O RACISMO E A INTERPRETAÇÃO DA CORTE CONSTITUCIONAL
Por: rodrigopunp • 13/9/2018 • Trabalho acadêmico • 1.583 Palavras (7 Páginas) • 201 Visualizações
Rodrigo Lima Guedes
Pontifícia Universidade Católica do Paraná – PUC-PR
1. INTRODUÇÃO
Siegfried Ellwanger, escritor e editor, foi condenado pelo crime de anti-semitismo e por divulgar material anti-semita. Nos termos da norma do artigo 20 da Lei 7.716/89 praticar, induzir ou incitar a discriminação de raça, cor, etnia, religião ou procedência nacional é crime punido com pena de reclusão de 1 à 3 anos e multa.
Durante o julgamento, é posto em análise qual o melhor entendimento sobre o que pode ser considerado racismo, fugindo do método usual, e quais são os limites da liberdade de expressão.
============
Lista de tarefas.
(a) Segundo o texto sobre racismo, por qual crime Siegfried Ellwanger foi condenado?
(b) Por favor, duplique do texto sobre racismo tudo desde "Durante o julgamento, é" até "liberdade de expressão.".
Os registros formam um material separado do texto sobre racismo.

Registros armazenados
============
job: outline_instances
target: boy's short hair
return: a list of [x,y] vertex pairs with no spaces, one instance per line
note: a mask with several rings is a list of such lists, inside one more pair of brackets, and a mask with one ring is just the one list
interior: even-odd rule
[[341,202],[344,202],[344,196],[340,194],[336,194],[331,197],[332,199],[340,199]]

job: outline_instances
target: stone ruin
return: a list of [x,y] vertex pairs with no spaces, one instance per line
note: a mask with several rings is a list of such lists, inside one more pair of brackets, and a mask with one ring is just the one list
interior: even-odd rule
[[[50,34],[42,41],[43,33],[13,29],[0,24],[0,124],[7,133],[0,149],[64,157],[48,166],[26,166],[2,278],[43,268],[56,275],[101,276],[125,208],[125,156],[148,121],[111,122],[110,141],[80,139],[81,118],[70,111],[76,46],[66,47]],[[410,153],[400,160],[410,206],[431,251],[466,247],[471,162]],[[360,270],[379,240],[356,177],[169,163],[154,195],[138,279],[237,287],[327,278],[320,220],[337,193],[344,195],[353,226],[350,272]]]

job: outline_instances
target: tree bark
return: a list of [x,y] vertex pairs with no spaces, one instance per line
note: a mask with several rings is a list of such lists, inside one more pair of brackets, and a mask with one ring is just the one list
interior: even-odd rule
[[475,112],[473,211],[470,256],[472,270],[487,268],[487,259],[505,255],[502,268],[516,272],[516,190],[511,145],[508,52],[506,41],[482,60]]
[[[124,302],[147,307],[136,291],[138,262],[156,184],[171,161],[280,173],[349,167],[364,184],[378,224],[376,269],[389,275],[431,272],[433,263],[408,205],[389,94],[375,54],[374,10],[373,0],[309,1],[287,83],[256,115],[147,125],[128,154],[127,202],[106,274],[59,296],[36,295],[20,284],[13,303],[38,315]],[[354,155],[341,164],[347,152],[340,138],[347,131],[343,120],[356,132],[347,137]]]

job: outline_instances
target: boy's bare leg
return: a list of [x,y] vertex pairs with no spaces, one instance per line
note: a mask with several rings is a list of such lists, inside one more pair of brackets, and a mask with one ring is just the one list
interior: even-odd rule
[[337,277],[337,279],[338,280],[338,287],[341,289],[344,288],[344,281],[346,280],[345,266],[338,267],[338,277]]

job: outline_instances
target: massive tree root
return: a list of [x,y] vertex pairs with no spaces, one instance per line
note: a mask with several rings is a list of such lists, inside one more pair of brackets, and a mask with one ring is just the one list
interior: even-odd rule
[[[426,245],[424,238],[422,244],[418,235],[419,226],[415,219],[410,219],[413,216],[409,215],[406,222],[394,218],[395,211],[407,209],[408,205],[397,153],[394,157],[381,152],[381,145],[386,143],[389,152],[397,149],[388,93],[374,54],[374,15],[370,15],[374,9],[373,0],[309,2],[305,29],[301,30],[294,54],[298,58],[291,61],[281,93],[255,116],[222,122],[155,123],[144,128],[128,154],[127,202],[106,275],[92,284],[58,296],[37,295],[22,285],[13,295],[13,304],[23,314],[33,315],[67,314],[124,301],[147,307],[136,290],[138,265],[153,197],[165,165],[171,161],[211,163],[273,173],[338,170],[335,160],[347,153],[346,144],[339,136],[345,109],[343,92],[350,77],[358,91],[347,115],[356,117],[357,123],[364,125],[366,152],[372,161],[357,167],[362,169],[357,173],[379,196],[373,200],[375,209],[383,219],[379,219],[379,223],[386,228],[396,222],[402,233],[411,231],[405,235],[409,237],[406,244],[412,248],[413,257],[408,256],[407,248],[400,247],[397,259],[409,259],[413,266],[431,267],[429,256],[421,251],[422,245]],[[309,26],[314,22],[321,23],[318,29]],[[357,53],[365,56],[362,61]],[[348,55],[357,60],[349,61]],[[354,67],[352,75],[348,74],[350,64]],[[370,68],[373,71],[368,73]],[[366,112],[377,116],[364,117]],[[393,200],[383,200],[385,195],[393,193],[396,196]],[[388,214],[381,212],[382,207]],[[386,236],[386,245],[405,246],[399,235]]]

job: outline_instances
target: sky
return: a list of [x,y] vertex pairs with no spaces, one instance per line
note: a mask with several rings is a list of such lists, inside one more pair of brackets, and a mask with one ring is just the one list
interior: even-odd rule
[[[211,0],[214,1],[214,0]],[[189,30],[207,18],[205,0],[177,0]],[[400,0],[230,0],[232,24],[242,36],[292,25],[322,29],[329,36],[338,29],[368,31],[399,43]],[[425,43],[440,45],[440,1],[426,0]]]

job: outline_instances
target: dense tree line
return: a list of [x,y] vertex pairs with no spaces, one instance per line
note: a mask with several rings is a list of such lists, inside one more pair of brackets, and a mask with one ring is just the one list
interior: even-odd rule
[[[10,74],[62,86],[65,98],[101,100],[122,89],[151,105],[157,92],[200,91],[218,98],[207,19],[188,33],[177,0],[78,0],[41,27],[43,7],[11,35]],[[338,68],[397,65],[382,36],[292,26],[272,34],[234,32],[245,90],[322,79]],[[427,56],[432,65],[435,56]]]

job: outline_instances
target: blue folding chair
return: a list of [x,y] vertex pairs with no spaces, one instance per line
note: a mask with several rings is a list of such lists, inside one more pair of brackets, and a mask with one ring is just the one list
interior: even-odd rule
============
Respostas por tarefa.
(a) Pelo crime de anti-semitismo e por divulgar material anti-semita.

(b)
Durante o julgamento, é posto em análise qual o melhor entendimento sobre o que pode ser considerado racismo, fugindo do método usual, e quais são os limites da liberdade de expressão.